→ **What is being asked**
Quote the passage from the health care cuts text below word for word, starting at the words "Proposals directed at" and ending after "to help Republicans.".

Medicaid, Medicare, preventive medicine, help to the states to set up exchanges—all are on the Republicans' chopping block. House committees are meeting this week to decide which specific programs to cut, per the Mitt Romney-endorsed Ryan budget they all so enthusiastically embraced. The Appropriations Committee set the spending limit at $150 billion. That is $7 billion less than what the Senate is working with, as specified in last year's Budget Control Act.
What that means is a lot of critical programs, and incidentally a lot of health care jobs, would be history.
One cut in particular is meant to block states' ability to set up insurance exchanges using funds from the Health and Human Services (HHS) Department. [...]
Other GOP amendments specifically directed at the healthcare law would repeal its "prevention" fund and rescind money for loan subsidies to nonprofit insurance plans.
Proposals directed at Medicaid would lower its funding cap, cut its payments to the territories and give states new leeway to cut eligibility.
Obamacare repeal, Medicaid block grants, preventive medicine out the door; it's a tea party dream! Bootstraps, people. Only the strong (and healthy and not-accident-prone) survive. This is just the beginning of a 10-year, nearly
$3 trillion set of cuts (not counting Medicare) that would nuke the health care safety net.
This vision, of course, won't survive legislatively. The Senate won't accept it and President Obama would veto it. It will, however, be central to the showdown with the Senate and White House that could lead to a government shutdown. We won't know until November if it'll survive politically, but the combination of the unpopular cuts and the brinksmanship on shutdowns aren't likely to help Republicans.

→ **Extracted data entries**
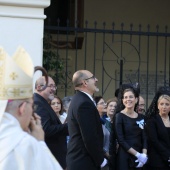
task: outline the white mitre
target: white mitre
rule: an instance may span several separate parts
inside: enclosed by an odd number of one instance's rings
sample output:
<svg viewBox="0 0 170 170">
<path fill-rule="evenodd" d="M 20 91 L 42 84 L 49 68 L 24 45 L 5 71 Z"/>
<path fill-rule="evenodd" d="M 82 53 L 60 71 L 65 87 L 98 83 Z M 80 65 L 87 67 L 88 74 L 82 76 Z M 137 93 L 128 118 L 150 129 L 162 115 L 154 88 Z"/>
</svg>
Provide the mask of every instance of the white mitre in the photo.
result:
<svg viewBox="0 0 170 170">
<path fill-rule="evenodd" d="M 0 121 L 8 100 L 33 96 L 34 65 L 24 48 L 9 57 L 0 47 Z"/>
</svg>

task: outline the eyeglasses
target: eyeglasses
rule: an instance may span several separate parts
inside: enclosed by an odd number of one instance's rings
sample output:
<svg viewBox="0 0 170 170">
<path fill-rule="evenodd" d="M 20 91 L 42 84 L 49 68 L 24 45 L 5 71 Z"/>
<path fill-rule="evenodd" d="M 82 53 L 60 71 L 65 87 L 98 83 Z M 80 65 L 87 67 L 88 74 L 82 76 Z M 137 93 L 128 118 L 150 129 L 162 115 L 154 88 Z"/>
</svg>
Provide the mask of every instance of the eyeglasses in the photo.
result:
<svg viewBox="0 0 170 170">
<path fill-rule="evenodd" d="M 47 87 L 50 87 L 51 89 L 57 89 L 57 86 L 56 86 L 56 85 L 53 85 L 53 84 L 50 84 L 50 85 L 48 85 Z"/>
<path fill-rule="evenodd" d="M 105 102 L 100 102 L 100 103 L 97 103 L 97 105 L 106 105 Z"/>
<path fill-rule="evenodd" d="M 94 79 L 95 80 L 95 75 L 93 75 L 93 76 L 91 76 L 91 77 L 89 77 L 89 78 L 86 78 L 86 79 L 84 79 L 84 80 L 89 80 L 89 79 Z"/>
<path fill-rule="evenodd" d="M 59 105 L 59 104 L 61 104 L 61 103 L 59 103 L 59 102 L 52 102 L 51 103 L 51 105 Z"/>
</svg>

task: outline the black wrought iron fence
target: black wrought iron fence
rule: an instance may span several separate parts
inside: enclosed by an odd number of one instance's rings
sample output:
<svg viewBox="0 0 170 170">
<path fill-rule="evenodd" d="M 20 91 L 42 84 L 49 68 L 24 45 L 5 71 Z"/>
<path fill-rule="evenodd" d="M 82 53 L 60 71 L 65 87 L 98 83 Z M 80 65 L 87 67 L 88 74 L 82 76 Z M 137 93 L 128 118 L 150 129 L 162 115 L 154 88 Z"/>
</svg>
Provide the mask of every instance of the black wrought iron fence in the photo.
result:
<svg viewBox="0 0 170 170">
<path fill-rule="evenodd" d="M 159 86 L 170 83 L 170 42 L 168 27 L 164 32 L 155 27 L 145 31 L 142 26 L 129 30 L 122 23 L 120 30 L 97 28 L 45 26 L 45 33 L 52 35 L 51 45 L 64 62 L 64 79 L 59 83 L 60 96 L 72 95 L 72 74 L 79 69 L 92 71 L 99 79 L 100 94 L 106 99 L 114 97 L 122 83 L 139 82 L 141 95 L 150 102 Z M 57 68 L 56 68 L 57 71 Z"/>
</svg>

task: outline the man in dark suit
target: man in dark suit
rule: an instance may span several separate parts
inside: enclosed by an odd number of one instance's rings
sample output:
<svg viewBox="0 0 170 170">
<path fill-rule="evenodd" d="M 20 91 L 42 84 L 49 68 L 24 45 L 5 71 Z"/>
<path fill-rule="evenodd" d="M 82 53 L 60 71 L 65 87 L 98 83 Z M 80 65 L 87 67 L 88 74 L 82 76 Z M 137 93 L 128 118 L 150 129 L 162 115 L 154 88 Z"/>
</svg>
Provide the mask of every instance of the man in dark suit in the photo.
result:
<svg viewBox="0 0 170 170">
<path fill-rule="evenodd" d="M 99 170 L 106 161 L 102 125 L 92 98 L 94 92 L 99 91 L 97 81 L 87 70 L 79 70 L 73 75 L 72 82 L 77 93 L 68 111 L 68 170 Z"/>
<path fill-rule="evenodd" d="M 67 124 L 62 124 L 49 105 L 49 101 L 54 99 L 56 85 L 51 77 L 48 77 L 48 85 L 45 87 L 44 77 L 36 81 L 34 93 L 35 112 L 41 117 L 42 126 L 45 132 L 45 142 L 52 154 L 59 161 L 63 169 L 66 168 L 66 153 L 68 136 Z"/>
</svg>

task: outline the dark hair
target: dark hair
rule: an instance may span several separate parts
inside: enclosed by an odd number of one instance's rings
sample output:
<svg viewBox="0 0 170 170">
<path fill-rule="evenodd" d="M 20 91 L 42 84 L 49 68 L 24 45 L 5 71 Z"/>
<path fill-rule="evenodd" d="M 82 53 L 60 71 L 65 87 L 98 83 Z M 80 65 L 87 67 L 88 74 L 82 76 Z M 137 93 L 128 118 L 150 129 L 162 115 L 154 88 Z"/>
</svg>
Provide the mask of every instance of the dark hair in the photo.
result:
<svg viewBox="0 0 170 170">
<path fill-rule="evenodd" d="M 162 95 L 170 96 L 170 87 L 169 86 L 168 87 L 166 87 L 166 86 L 165 87 L 159 87 L 158 91 L 156 92 L 156 94 L 155 94 L 146 114 L 145 114 L 147 118 L 150 118 L 150 117 L 156 115 L 159 112 L 159 110 L 158 110 L 158 99 Z"/>
<path fill-rule="evenodd" d="M 66 111 L 66 108 L 68 109 L 68 104 L 71 102 L 72 100 L 72 96 L 65 96 L 62 99 L 62 103 L 63 103 L 63 110 Z"/>
<path fill-rule="evenodd" d="M 103 99 L 103 97 L 102 96 L 94 96 L 94 101 L 96 102 L 96 105 L 98 104 L 98 102 L 101 100 L 101 99 Z"/>
<path fill-rule="evenodd" d="M 139 92 L 140 92 L 139 87 L 136 86 L 136 84 L 122 84 L 119 90 L 116 113 L 120 112 L 121 110 L 125 108 L 122 102 L 122 99 L 123 99 L 124 93 L 127 91 L 131 91 L 134 94 L 135 98 L 138 98 L 138 102 L 139 102 Z M 134 110 L 136 110 L 136 107 L 138 106 L 138 102 L 135 104 Z"/>
<path fill-rule="evenodd" d="M 119 88 L 115 90 L 115 97 L 118 97 L 119 95 Z"/>
</svg>

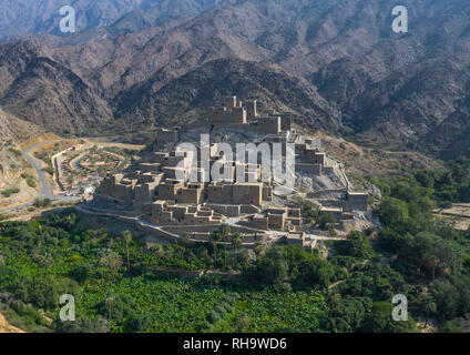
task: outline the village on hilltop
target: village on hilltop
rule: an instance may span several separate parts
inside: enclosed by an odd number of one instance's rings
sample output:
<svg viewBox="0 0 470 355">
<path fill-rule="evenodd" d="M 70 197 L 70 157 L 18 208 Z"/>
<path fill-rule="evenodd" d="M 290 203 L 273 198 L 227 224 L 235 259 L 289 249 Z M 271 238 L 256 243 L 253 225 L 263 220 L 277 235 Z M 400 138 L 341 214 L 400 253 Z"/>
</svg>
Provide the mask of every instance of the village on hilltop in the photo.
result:
<svg viewBox="0 0 470 355">
<path fill-rule="evenodd" d="M 288 114 L 258 112 L 256 101 L 244 104 L 229 97 L 219 108 L 210 108 L 207 118 L 196 124 L 160 129 L 149 156 L 136 159 L 125 171 L 109 174 L 86 210 L 132 221 L 137 229 L 171 241 L 188 236 L 192 242 L 210 242 L 214 230 L 228 225 L 233 233 L 239 233 L 244 247 L 286 241 L 321 248 L 328 239 L 370 225 L 367 193 L 350 191 L 340 164 L 321 151 L 318 140 L 296 132 L 292 121 Z M 229 179 L 207 181 L 201 163 L 185 163 L 188 152 L 181 151 L 178 144 L 193 142 L 201 152 L 198 135 L 203 133 L 212 141 L 211 169 L 223 161 L 228 169 L 224 175 Z M 227 161 L 218 154 L 219 144 L 235 146 L 243 141 L 295 146 L 294 180 L 296 186 L 302 182 L 302 189 L 284 191 L 274 180 L 262 179 L 259 163 Z M 283 154 L 285 159 L 286 150 Z M 239 170 L 244 171 L 242 181 L 236 173 Z M 178 178 L 190 174 L 197 181 Z M 305 217 L 306 201 L 315 202 L 319 214 L 331 216 L 335 235 L 313 226 Z"/>
</svg>

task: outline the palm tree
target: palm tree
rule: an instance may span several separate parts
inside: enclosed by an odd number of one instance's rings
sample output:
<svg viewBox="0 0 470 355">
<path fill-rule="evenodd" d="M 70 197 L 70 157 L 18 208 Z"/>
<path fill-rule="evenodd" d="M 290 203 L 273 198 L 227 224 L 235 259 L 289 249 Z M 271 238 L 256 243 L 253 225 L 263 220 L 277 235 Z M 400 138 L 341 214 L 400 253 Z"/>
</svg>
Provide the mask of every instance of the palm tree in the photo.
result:
<svg viewBox="0 0 470 355">
<path fill-rule="evenodd" d="M 235 247 L 235 255 L 234 255 L 234 264 L 235 264 L 235 256 L 238 254 L 238 247 L 241 247 L 243 244 L 242 235 L 236 232 L 232 235 L 232 245 Z"/>
<path fill-rule="evenodd" d="M 129 261 L 129 244 L 132 243 L 132 234 L 129 231 L 124 231 L 122 232 L 122 239 L 124 240 L 125 243 L 125 253 L 127 256 L 127 272 L 131 271 L 131 262 Z"/>
<path fill-rule="evenodd" d="M 215 262 L 217 262 L 217 243 L 222 239 L 219 231 L 213 231 L 210 235 L 210 239 L 212 241 L 212 245 L 214 246 L 214 258 L 215 258 Z"/>
</svg>

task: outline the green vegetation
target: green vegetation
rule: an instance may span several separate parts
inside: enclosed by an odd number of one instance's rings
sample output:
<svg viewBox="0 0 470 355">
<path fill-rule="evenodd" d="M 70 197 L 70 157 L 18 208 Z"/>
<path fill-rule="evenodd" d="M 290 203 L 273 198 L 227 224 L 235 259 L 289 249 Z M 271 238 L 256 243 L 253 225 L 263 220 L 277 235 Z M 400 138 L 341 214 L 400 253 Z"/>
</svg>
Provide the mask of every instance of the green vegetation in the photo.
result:
<svg viewBox="0 0 470 355">
<path fill-rule="evenodd" d="M 49 207 L 52 204 L 52 201 L 49 199 L 35 199 L 33 206 L 37 209 Z"/>
<path fill-rule="evenodd" d="M 422 176 L 380 182 L 382 229 L 327 242 L 328 260 L 283 244 L 256 245 L 253 258 L 228 225 L 210 243 L 186 234 L 149 245 L 89 230 L 74 214 L 0 223 L 0 302 L 9 320 L 41 332 L 417 332 L 418 317 L 468 332 L 470 231 L 432 217 L 445 186 Z M 333 223 L 300 202 L 313 223 Z M 73 324 L 58 321 L 62 293 L 76 297 Z M 391 318 L 397 294 L 408 297 L 407 322 Z"/>
</svg>

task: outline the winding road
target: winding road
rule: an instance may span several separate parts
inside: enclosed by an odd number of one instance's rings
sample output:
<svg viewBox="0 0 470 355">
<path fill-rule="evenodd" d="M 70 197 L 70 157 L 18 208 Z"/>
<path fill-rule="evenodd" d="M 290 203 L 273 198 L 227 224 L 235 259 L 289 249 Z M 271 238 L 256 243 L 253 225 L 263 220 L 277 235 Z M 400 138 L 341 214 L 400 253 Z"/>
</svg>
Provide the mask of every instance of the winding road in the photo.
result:
<svg viewBox="0 0 470 355">
<path fill-rule="evenodd" d="M 41 169 L 40 163 L 38 162 L 38 160 L 35 160 L 35 158 L 30 155 L 30 153 L 32 151 L 34 151 L 34 150 L 37 150 L 37 149 L 39 149 L 39 148 L 41 148 L 45 144 L 53 143 L 53 142 L 58 142 L 58 140 L 50 140 L 50 141 L 41 142 L 41 143 L 34 144 L 34 145 L 32 145 L 32 146 L 30 146 L 27 150 L 21 152 L 22 156 L 31 164 L 31 168 L 34 170 L 35 175 L 39 180 L 39 184 L 40 184 L 41 189 L 38 193 L 38 196 L 35 196 L 35 197 L 31 199 L 30 201 L 22 203 L 22 204 L 9 206 L 9 207 L 6 207 L 6 209 L 0 209 L 0 212 L 17 211 L 17 210 L 21 210 L 21 209 L 24 209 L 24 207 L 32 206 L 34 204 L 35 199 L 49 199 L 49 200 L 52 200 L 52 201 L 64 201 L 64 202 L 79 201 L 79 199 L 76 199 L 76 197 L 54 195 L 51 186 L 49 185 L 48 178 L 45 176 L 44 172 Z"/>
</svg>

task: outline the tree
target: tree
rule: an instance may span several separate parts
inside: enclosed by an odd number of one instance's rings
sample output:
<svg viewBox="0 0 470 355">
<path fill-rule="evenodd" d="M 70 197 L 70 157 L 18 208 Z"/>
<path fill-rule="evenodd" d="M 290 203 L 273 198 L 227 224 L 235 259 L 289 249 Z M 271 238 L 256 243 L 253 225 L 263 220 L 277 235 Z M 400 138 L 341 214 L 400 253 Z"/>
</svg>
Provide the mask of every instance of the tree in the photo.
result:
<svg viewBox="0 0 470 355">
<path fill-rule="evenodd" d="M 221 242 L 222 240 L 222 235 L 219 231 L 218 230 L 213 231 L 210 234 L 210 239 L 212 241 L 212 245 L 214 246 L 214 258 L 215 258 L 215 262 L 217 262 L 217 243 Z"/>
<path fill-rule="evenodd" d="M 130 272 L 131 271 L 131 262 L 129 260 L 129 244 L 132 243 L 131 232 L 129 232 L 129 231 L 122 232 L 122 239 L 124 240 L 124 243 L 125 243 L 125 254 L 126 254 L 126 257 L 127 257 L 127 272 Z"/>
<path fill-rule="evenodd" d="M 409 216 L 408 205 L 398 199 L 386 197 L 379 205 L 378 216 L 386 226 L 398 226 Z"/>
<path fill-rule="evenodd" d="M 394 321 L 392 305 L 387 302 L 374 303 L 372 310 L 364 320 L 361 332 L 365 333 L 416 333 L 416 323 L 408 316 L 408 321 Z"/>
<path fill-rule="evenodd" d="M 258 274 L 272 284 L 279 284 L 288 276 L 288 264 L 283 248 L 273 247 L 258 264 Z"/>
<path fill-rule="evenodd" d="M 350 242 L 349 255 L 362 260 L 372 257 L 374 250 L 370 246 L 369 241 L 362 233 L 354 231 L 348 234 L 348 241 Z"/>
<path fill-rule="evenodd" d="M 232 245 L 235 248 L 235 255 L 238 254 L 238 247 L 241 247 L 242 244 L 243 244 L 242 235 L 238 232 L 234 233 L 232 235 Z M 235 257 L 234 257 L 234 261 L 235 261 Z"/>
</svg>

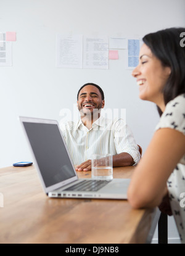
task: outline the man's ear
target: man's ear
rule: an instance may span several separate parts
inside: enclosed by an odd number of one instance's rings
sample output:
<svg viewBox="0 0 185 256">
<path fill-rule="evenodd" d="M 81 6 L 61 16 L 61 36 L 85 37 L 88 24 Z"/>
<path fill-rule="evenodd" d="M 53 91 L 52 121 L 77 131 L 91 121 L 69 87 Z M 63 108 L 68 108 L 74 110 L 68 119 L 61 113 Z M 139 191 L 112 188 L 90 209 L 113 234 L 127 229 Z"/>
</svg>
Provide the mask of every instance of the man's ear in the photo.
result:
<svg viewBox="0 0 185 256">
<path fill-rule="evenodd" d="M 104 99 L 102 100 L 102 109 L 103 109 L 105 107 L 105 100 Z"/>
</svg>

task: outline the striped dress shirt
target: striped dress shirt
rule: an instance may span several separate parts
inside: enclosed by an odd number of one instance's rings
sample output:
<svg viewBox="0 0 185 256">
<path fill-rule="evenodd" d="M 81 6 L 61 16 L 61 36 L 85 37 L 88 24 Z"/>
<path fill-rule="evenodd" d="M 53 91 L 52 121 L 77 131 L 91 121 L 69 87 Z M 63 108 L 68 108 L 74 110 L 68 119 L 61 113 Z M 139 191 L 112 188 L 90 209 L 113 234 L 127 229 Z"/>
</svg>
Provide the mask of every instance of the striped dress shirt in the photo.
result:
<svg viewBox="0 0 185 256">
<path fill-rule="evenodd" d="M 134 165 L 141 158 L 132 131 L 123 119 L 101 116 L 88 129 L 81 119 L 60 123 L 60 127 L 75 165 L 91 159 L 93 154 L 128 153 Z"/>
</svg>

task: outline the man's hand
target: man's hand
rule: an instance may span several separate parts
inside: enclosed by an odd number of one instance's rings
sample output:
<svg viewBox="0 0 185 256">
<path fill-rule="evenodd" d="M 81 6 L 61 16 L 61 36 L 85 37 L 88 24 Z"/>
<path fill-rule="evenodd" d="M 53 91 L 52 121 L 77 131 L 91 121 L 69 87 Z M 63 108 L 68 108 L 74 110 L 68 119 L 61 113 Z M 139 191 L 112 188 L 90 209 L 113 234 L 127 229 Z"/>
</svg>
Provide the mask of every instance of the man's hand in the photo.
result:
<svg viewBox="0 0 185 256">
<path fill-rule="evenodd" d="M 78 171 L 91 171 L 91 160 L 87 160 L 80 165 L 76 165 L 75 170 Z"/>
</svg>

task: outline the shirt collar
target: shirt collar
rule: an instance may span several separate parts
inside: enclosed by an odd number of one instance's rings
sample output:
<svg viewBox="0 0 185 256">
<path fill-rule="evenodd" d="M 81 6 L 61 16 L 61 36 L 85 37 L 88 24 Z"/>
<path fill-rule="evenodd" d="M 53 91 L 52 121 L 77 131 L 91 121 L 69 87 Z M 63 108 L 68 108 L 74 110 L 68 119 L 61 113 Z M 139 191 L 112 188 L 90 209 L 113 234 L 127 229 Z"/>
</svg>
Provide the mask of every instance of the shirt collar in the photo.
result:
<svg viewBox="0 0 185 256">
<path fill-rule="evenodd" d="M 83 122 L 81 122 L 81 119 L 80 118 L 78 122 L 76 123 L 76 129 L 78 129 L 80 125 L 84 125 Z M 99 126 L 104 127 L 105 126 L 105 118 L 102 115 L 101 115 L 99 118 L 97 118 L 96 121 L 92 123 L 92 127 L 94 125 L 97 125 Z"/>
</svg>

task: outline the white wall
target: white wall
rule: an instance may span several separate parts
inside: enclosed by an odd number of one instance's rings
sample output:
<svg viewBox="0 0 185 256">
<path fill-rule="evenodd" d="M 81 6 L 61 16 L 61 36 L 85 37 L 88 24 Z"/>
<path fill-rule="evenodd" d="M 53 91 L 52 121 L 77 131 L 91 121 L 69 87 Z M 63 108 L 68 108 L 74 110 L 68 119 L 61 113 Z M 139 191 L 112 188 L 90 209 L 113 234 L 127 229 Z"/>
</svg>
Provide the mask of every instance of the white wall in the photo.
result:
<svg viewBox="0 0 185 256">
<path fill-rule="evenodd" d="M 109 70 L 56 67 L 56 33 L 139 36 L 185 25 L 184 0 L 0 0 L 0 31 L 15 31 L 12 67 L 0 67 L 0 167 L 31 160 L 18 115 L 57 119 L 73 109 L 84 83 L 99 85 L 107 108 L 126 109 L 144 152 L 158 120 L 154 104 L 138 98 L 126 52 Z"/>
</svg>

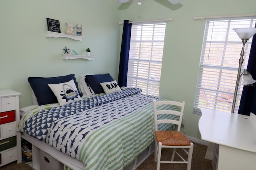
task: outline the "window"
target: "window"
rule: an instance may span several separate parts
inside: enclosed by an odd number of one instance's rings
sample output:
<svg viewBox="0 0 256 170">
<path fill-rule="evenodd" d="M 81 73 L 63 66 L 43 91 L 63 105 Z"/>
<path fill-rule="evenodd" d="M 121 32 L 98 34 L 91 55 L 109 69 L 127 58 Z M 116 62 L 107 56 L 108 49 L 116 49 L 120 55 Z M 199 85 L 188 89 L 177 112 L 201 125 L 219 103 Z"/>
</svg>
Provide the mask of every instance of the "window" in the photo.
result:
<svg viewBox="0 0 256 170">
<path fill-rule="evenodd" d="M 242 40 L 232 29 L 254 27 L 256 20 L 247 18 L 206 21 L 194 113 L 200 114 L 200 108 L 231 111 L 242 47 Z M 242 72 L 247 67 L 252 39 L 246 44 Z M 235 113 L 238 111 L 242 89 L 240 83 Z"/>
<path fill-rule="evenodd" d="M 166 23 L 132 23 L 128 87 L 140 87 L 144 94 L 159 94 Z"/>
</svg>

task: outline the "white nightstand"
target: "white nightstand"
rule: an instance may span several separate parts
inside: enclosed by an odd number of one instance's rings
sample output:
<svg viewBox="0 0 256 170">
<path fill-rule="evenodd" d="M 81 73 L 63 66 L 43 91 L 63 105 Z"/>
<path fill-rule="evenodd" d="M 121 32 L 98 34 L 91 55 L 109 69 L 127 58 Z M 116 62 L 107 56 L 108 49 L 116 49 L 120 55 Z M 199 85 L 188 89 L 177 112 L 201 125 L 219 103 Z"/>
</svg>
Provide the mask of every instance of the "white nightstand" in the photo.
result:
<svg viewBox="0 0 256 170">
<path fill-rule="evenodd" d="M 17 127 L 20 121 L 19 95 L 20 94 L 10 89 L 0 90 L 1 120 L 2 122 L 4 119 L 10 119 L 14 114 L 15 117 L 10 122 L 0 124 L 0 148 L 2 148 L 0 167 L 16 160 L 17 164 L 22 162 L 20 133 Z M 12 114 L 6 115 L 6 112 Z"/>
</svg>

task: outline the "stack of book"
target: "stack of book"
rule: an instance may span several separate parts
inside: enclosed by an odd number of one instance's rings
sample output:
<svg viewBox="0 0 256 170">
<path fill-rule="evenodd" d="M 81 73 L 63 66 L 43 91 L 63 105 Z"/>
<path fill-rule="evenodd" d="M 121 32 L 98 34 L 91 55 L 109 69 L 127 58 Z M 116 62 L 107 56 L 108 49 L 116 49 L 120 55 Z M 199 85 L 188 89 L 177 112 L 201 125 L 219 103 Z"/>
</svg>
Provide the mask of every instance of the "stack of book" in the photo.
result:
<svg viewBox="0 0 256 170">
<path fill-rule="evenodd" d="M 22 160 L 25 164 L 32 163 L 32 145 L 28 142 L 24 140 L 21 144 Z"/>
</svg>

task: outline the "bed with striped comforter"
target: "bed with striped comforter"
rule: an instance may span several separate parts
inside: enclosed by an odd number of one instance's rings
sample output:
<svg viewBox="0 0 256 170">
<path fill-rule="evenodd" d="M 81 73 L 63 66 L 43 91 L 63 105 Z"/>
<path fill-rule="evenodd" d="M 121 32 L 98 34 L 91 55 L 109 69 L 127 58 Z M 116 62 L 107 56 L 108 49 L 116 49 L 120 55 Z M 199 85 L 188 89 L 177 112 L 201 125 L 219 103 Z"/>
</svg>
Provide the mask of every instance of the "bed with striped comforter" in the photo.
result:
<svg viewBox="0 0 256 170">
<path fill-rule="evenodd" d="M 152 101 L 166 100 L 141 92 L 130 88 L 32 109 L 21 120 L 20 129 L 82 162 L 85 170 L 122 170 L 153 141 Z"/>
</svg>

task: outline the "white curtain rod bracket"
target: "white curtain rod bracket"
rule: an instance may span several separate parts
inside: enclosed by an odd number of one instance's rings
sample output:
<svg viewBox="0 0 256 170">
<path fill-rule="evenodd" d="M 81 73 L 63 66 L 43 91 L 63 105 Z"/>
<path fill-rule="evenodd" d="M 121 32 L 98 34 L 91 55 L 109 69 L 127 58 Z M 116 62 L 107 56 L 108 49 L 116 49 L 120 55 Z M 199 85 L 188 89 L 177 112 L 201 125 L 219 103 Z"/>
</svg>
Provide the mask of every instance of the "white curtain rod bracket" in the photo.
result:
<svg viewBox="0 0 256 170">
<path fill-rule="evenodd" d="M 200 20 L 202 21 L 204 20 L 207 19 L 214 19 L 214 18 L 237 18 L 237 17 L 254 17 L 256 16 L 256 14 L 248 14 L 248 15 L 238 15 L 235 16 L 215 16 L 210 17 L 194 17 L 194 20 Z"/>
<path fill-rule="evenodd" d="M 172 18 L 168 18 L 164 20 L 150 20 L 148 21 L 130 21 L 129 22 L 129 23 L 138 23 L 140 22 L 157 22 L 158 21 L 165 21 L 167 22 L 169 21 L 172 21 L 173 19 Z M 122 25 L 124 24 L 124 22 L 120 21 L 118 22 L 120 25 Z"/>
</svg>

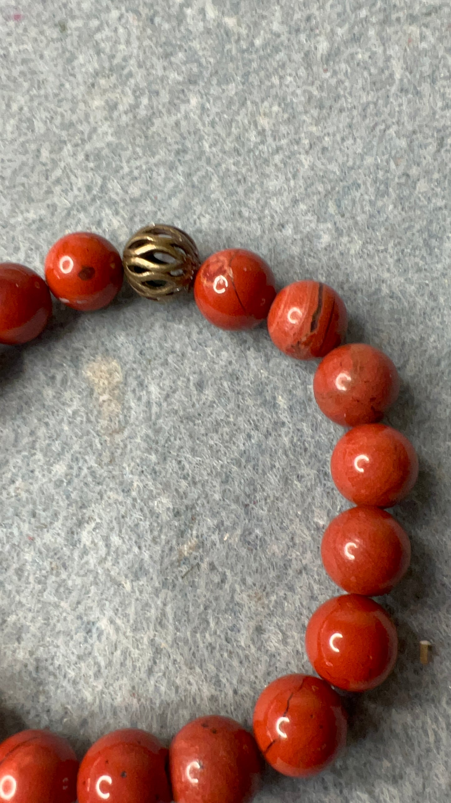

→ **Response**
Proposals directed at Medicaid would lower its funding cap, cut its payments to the territories and give states new leeway to cut eligibility.
Obamacare repeal, Medicaid block grants, preventive medicine out the door; it's a tea party dream! Bootstraps, people. Only the strong (and healthy and not-accident-prone) survive. This is just the beginning of a 10-year, nearly
$3 trillion set of cuts (not counting Medicare) that would nuke the health care safety net.
This vision, of course, won't survive legislatively. The Senate won't accept it and President Obama would veto it. It will, however, be central to the showdown with the Senate and White House that could lead to a government shutdown. We won't know until November if it'll survive politically, but the combination of the unpopular cuts and the brinksmanship on shutdowns aren't likely to help Republicans.